Copy out every one of the entries below word for word, leaving out the pictures.

— start of GIVEN RECORDS —

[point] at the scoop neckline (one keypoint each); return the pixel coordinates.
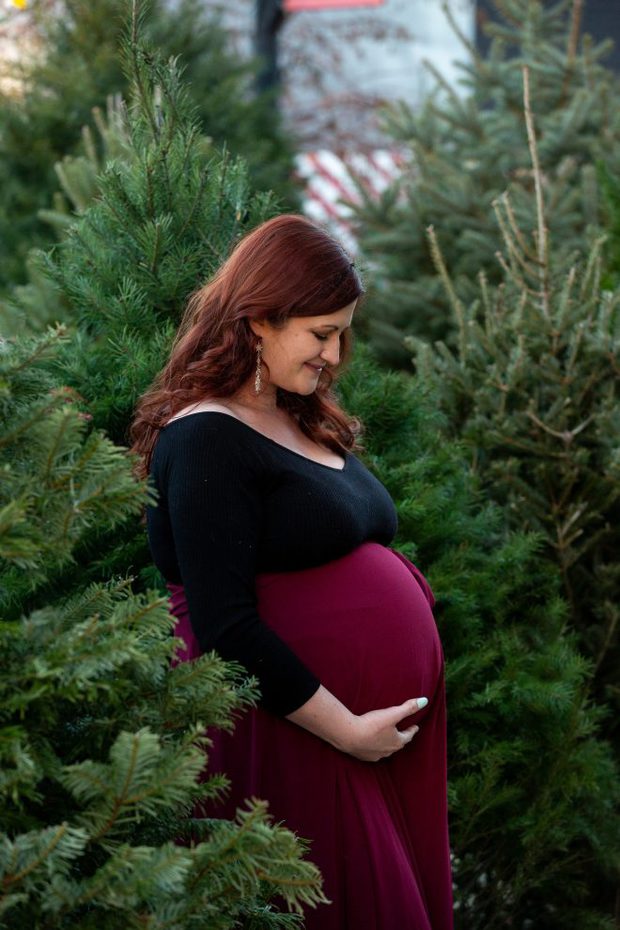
(229, 416)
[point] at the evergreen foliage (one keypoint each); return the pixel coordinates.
(166, 216)
(532, 387)
(102, 742)
(80, 68)
(467, 147)
(533, 788)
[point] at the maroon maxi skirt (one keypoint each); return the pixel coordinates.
(378, 830)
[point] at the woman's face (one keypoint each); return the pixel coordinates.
(297, 352)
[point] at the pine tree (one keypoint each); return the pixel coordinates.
(532, 390)
(102, 741)
(533, 788)
(167, 213)
(80, 68)
(467, 146)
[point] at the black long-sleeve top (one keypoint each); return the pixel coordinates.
(233, 503)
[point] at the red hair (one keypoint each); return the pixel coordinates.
(285, 267)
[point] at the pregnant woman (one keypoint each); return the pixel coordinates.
(274, 541)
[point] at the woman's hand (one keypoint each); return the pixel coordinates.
(376, 735)
(369, 737)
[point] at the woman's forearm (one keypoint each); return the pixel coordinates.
(327, 717)
(369, 737)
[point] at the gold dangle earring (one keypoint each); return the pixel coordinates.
(258, 383)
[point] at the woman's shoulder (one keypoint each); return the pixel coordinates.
(206, 433)
(202, 407)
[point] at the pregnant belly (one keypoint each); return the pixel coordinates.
(362, 623)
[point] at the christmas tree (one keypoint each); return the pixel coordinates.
(533, 788)
(532, 390)
(79, 67)
(467, 146)
(102, 742)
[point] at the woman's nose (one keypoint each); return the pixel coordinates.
(331, 352)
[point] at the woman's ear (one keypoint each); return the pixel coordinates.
(258, 327)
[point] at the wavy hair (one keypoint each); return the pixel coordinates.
(286, 267)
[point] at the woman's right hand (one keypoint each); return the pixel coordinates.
(375, 735)
(369, 737)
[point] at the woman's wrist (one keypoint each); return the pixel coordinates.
(326, 717)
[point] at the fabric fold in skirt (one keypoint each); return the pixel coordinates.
(377, 830)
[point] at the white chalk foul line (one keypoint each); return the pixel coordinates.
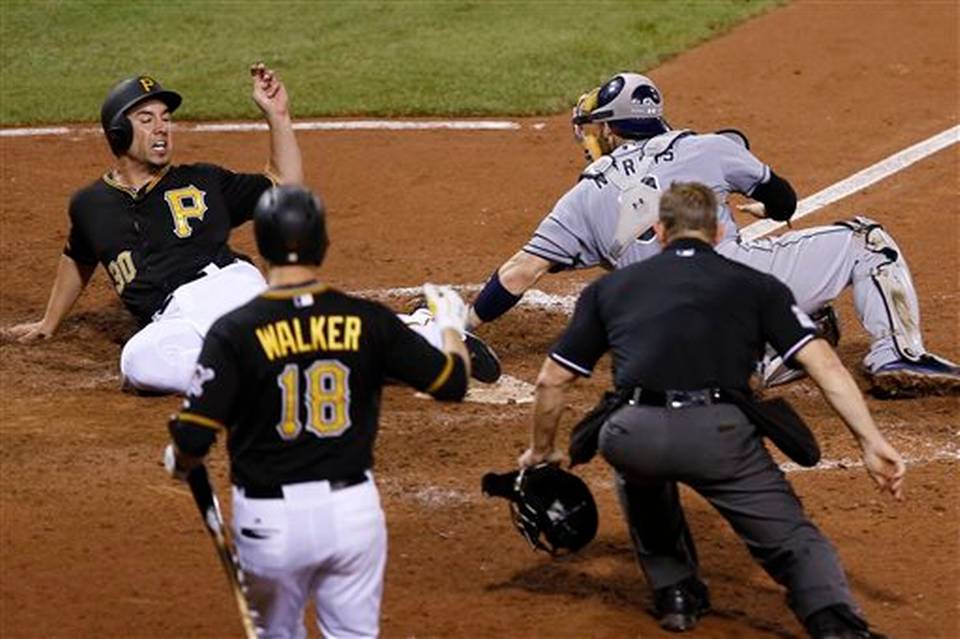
(306, 125)
(859, 181)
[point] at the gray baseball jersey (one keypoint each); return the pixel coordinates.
(607, 218)
(581, 230)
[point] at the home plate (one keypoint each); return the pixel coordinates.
(507, 390)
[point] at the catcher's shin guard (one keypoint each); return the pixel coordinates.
(891, 278)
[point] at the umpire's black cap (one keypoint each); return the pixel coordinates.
(122, 97)
(289, 223)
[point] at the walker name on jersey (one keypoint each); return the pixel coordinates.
(317, 333)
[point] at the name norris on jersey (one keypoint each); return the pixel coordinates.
(324, 333)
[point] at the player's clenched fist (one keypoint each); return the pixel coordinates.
(268, 91)
(26, 332)
(447, 307)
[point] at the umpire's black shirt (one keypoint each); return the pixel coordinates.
(685, 319)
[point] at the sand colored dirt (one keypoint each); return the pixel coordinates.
(98, 542)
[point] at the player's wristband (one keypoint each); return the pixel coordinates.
(494, 300)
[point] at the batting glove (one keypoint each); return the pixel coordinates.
(447, 307)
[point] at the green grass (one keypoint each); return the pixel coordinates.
(59, 57)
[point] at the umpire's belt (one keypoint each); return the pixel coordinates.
(276, 491)
(677, 399)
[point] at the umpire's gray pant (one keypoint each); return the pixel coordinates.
(716, 451)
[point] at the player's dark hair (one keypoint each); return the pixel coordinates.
(688, 206)
(289, 223)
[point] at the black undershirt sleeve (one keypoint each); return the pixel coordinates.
(584, 341)
(784, 325)
(778, 197)
(409, 358)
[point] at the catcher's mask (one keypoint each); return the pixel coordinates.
(627, 106)
(289, 223)
(123, 97)
(552, 509)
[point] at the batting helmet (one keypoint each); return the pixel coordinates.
(552, 509)
(290, 226)
(123, 97)
(631, 103)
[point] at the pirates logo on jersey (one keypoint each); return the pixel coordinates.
(186, 203)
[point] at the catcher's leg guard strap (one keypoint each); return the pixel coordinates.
(494, 300)
(898, 314)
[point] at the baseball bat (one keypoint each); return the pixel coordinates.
(209, 507)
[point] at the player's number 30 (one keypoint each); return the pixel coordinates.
(327, 399)
(122, 270)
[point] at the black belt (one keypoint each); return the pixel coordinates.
(677, 398)
(276, 492)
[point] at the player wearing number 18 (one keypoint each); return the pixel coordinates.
(295, 378)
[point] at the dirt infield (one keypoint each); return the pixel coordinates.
(98, 542)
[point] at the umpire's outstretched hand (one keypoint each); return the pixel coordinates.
(885, 466)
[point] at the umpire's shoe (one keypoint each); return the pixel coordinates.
(928, 375)
(680, 606)
(484, 363)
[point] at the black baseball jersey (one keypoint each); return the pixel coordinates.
(153, 240)
(685, 319)
(295, 376)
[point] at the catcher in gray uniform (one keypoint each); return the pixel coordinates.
(606, 220)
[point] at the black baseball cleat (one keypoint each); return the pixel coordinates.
(680, 606)
(828, 327)
(484, 363)
(838, 622)
(927, 375)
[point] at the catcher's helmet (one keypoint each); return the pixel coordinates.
(629, 102)
(290, 226)
(124, 96)
(552, 509)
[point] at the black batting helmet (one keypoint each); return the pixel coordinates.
(124, 96)
(289, 223)
(553, 509)
(631, 103)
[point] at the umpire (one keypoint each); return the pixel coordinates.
(694, 334)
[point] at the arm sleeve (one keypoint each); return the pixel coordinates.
(563, 236)
(77, 246)
(742, 171)
(778, 197)
(785, 326)
(241, 191)
(210, 396)
(411, 359)
(584, 341)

— end of GIVEN RECORDS —

**SOLUTION:**
[point] at the scoop neckline (one keypoint each); return the pixel coordinates.
(229, 416)
[point] at the evergreen foliage (one keypoint each); return the pixel coordinates.
(166, 216)
(532, 387)
(102, 742)
(80, 68)
(467, 147)
(533, 788)
[point] at the maroon maxi skirt (one keypoint each); return the pixel coordinates.
(378, 830)
[point] at the woman's face (one keypoint each); return the pixel coordinates.
(297, 352)
[point] at the pine tree (one keypoint each); return the pixel coordinates.
(532, 390)
(102, 741)
(533, 788)
(167, 213)
(80, 68)
(467, 146)
[point] at the black long-sleeve top (one keypoint each); return the pixel coordinates.
(233, 503)
[point] at the red hair (one keypoint each); return the pixel coordinates.
(285, 267)
[point] at the pregnant woman (one keypoint each); return the pixel coordinates.
(274, 541)
[point] at the woman's hand (one keypoint each); return the pixel coordinates.
(376, 735)
(369, 737)
[point] at the woman's forearm (one keypoint each); return the pixel coordinates.
(327, 717)
(369, 737)
[point] at the gold dangle earring (one keypoint each); return the pixel coordinates.
(258, 383)
[point] at the woman's shoulder (one keypoint each); return the pixel coordinates.
(206, 433)
(202, 407)
[point] at the pregnant belly (one keypoint each); return the pixel coordinates.
(362, 623)
[point] at the christmas tree (one keypoint each); return the pixel coordinates.
(533, 788)
(532, 390)
(79, 67)
(467, 146)
(102, 742)
[point] at the woman's nose (one keypoint each); return the pixel coordinates.
(331, 352)
[point] at the woman's ear (one keypoint each); return the pixel coordinates.
(258, 327)
[point] at the wavy hair (one keypoint each); return the pixel coordinates.
(286, 267)
[point] at the woman's right hand (one keypoint each); return the pixel coordinates.
(375, 735)
(369, 737)
[point] at the woman's wrist (one keypoint each); return the pixel coordinates.
(326, 717)
[point] at the fabric fold in skirt (one keypoint each); return the pixel coordinates.
(377, 830)
[point] at the white chalk foul line (one keypoint each); return the pixel coordinates.
(306, 125)
(859, 181)
[point] at the gray baseball jersey (one keypoint each); return the pixel coordinates.
(607, 218)
(581, 230)
[point] at the home plate (one keypoint each); return the pixel coordinates.
(507, 390)
[point] at the catcher's shin guard (one keypoint each); return the pixel coordinates.
(891, 278)
[point] at the umpire's black cap (one keypoint each); return the pixel coordinates.
(122, 97)
(289, 223)
[point] at the walker name on jersey (one keypoint each); return the pixel coordinates.
(317, 333)
[point] at the name norris on jersey (one keypoint each); return the pixel coordinates.
(324, 333)
[point] at the player's clenched fist (one keypoint each); return the pixel coordinates.
(268, 91)
(26, 332)
(447, 307)
[point] at the umpire's black shirt (one keypoint each); return the pixel coordinates.
(685, 319)
[point] at the sand colored dirt (one keypoint each); return the pixel coordinates.
(98, 542)
[point] at the player's wristband (one keypoint each); return the pixel coordinates.
(494, 300)
[point] at the batting glove (one keypoint each); return the pixel coordinates.
(447, 307)
[point] at the green grass (one keypoint each); return the pixel coordinates.
(59, 57)
[point] at the umpire's belt (one keypoint each); return the pixel coordinates.
(276, 491)
(677, 399)
[point] at the umpire's gray pant (one keypoint each); return the pixel coordinates.
(716, 451)
[point] at the player's dark hair (one keypoint each); return the pixel coordinates.
(688, 206)
(289, 223)
[point] at the black undershirt sleeve (one keypoint each); return the pixel coordinates.
(584, 341)
(784, 325)
(778, 197)
(409, 358)
[point] at the catcher's mask (one keypoint each); return the pixel coordinates.
(627, 106)
(289, 223)
(123, 97)
(552, 509)
[point] at the batting helmet (one keypoint each); return the pixel coordinates.
(552, 509)
(290, 226)
(123, 97)
(631, 103)
[point] at the pirates logo on jersey (one keypoint each); return the pixel coordinates.
(186, 203)
[point] at the catcher's leg guard strap (one keypoint each); return the pixel coordinates.
(494, 300)
(898, 314)
[point] at the baseball bat (one keypoint each); return the pixel coordinates.
(209, 507)
[point] at the player's number 30 (one keypoint each); return the pixel coordinates.
(327, 399)
(122, 270)
[point] at the black belt (one keypoint each); return the pixel coordinates.
(677, 398)
(276, 492)
[point] at the player wearing number 18 (one keypoint each); return the pixel coordinates.
(295, 378)
[point] at the dirt infield (one keypoint each); return the pixel coordinates.
(98, 542)
[point] at the umpire's outstretched hand (one keypoint each); return the pixel coordinates.
(885, 466)
[point] at the umpire's shoe (one keypoint each); return the pixel coordinates.
(928, 375)
(680, 606)
(484, 363)
[point] at the black baseball jersey (one keypoint each); return the pixel coordinates.
(153, 240)
(685, 319)
(295, 376)
[point] at the catcher in gray uniform (one keypoint each); return the pixel coordinates.
(606, 220)
[point] at the black baseball cleat (one keypoint each); return the pixel coordinates.
(680, 606)
(828, 327)
(484, 363)
(838, 622)
(927, 375)
[point] at the catcher's helmet (one keypoint each); return the pixel coordinates.
(629, 102)
(290, 226)
(124, 96)
(552, 509)
[point] at the black batting helmet (one keypoint each); return the pixel coordinates.
(124, 96)
(289, 223)
(553, 509)
(631, 103)
[point] at the umpire (one keypoint each); return the pixel coordinates.
(694, 334)
[point] at the arm sleeve (one keypoint each); return the pixel coordinates.
(563, 236)
(77, 246)
(742, 171)
(778, 197)
(785, 326)
(241, 191)
(210, 396)
(411, 359)
(584, 341)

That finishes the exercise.